+++ PASSAGE PROVIDED +++
The Liberal party was created in 1940 to support Henry A. Wallace's bid for the presidency and his attempt to split the democratic vote and prevent John N. Garner from becoming president.
Wallace again ran as the Liberal candidate in 1944 and 1948, but proved less successful than in 1940. The party came to be viewed as an alternative to the increasingly conservative and southern dominated democratic party. It advocated civil rights, detente with the soviet union, social welfare programs and reduction in the size of the military.
With the nomination and election of Kennedy in 1960 the party fell into the shadows, and didn't even nominate a candidate in 1964. From 1966 onwards the party became much less official, and became a vehicle for liberal democratic politicians to run for office. In 1996 and 2000 the party didn't nominate a candidate to prevent splitting the democratic vote.
+++ DATASET EXCERPT +++
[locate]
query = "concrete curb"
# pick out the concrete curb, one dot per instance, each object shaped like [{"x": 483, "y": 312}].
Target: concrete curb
+++
# PROBLEM DESCRIPTION:
Set down the part of the Liberal party passage above from "Wallace again ran" up to and including "of the military.", copying it word for word.

# EXERCISE RESPONSE:
Wallace again ran as the Liberal candidate in 1944 and 1948, but proved less successful than in 1940. The party came to be viewed as an alternative to the increasingly conservative and southern dominated democratic party. It advocated civil rights, detente with the soviet union, social welfare programs and reduction in the size of the military.